Records supplied >>
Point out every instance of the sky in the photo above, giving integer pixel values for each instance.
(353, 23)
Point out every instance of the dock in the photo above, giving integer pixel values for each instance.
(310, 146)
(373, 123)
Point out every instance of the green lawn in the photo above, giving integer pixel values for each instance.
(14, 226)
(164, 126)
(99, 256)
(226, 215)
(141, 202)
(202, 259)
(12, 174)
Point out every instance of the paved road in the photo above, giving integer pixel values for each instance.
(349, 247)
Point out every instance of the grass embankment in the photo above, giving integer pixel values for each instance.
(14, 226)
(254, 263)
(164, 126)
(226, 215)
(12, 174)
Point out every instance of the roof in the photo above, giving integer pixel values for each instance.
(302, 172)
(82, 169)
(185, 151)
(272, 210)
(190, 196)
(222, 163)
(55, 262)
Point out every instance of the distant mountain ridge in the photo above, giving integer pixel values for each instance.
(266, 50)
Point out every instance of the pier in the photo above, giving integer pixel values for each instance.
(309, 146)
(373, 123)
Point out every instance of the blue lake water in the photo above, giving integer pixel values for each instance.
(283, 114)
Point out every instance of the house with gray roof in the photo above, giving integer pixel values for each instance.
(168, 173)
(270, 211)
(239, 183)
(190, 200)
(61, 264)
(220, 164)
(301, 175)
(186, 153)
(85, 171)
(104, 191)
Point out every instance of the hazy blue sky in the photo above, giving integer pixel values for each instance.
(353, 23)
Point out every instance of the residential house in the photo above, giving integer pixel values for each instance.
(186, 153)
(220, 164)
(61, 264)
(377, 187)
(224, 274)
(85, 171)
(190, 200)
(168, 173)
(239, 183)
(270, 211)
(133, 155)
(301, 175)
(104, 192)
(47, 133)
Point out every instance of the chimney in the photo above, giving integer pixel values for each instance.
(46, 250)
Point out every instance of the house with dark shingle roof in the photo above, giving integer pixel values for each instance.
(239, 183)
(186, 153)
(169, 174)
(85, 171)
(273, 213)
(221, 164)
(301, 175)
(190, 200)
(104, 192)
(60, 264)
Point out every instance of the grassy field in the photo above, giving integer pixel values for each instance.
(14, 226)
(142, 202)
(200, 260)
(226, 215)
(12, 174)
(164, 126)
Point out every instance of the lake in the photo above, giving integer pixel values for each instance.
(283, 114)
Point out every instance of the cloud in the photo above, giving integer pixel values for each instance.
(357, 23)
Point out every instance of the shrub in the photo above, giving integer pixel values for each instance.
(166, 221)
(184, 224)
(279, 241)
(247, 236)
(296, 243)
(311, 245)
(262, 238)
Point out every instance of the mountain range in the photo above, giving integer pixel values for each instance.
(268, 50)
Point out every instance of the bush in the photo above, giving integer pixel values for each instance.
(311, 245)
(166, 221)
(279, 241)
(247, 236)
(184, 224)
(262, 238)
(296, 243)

==

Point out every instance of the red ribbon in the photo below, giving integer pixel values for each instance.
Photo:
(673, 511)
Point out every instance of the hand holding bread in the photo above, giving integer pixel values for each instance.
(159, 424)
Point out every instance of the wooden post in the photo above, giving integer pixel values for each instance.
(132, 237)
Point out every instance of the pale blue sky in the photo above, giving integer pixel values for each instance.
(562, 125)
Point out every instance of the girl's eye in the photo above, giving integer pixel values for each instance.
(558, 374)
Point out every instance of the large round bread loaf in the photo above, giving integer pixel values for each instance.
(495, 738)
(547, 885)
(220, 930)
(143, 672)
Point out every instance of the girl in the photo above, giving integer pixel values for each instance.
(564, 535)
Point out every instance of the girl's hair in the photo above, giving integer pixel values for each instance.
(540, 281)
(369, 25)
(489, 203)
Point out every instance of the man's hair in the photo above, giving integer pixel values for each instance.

Set problem >>
How many lines in the listing above contain the word "lake"? Reply with the number only.

The response >>
2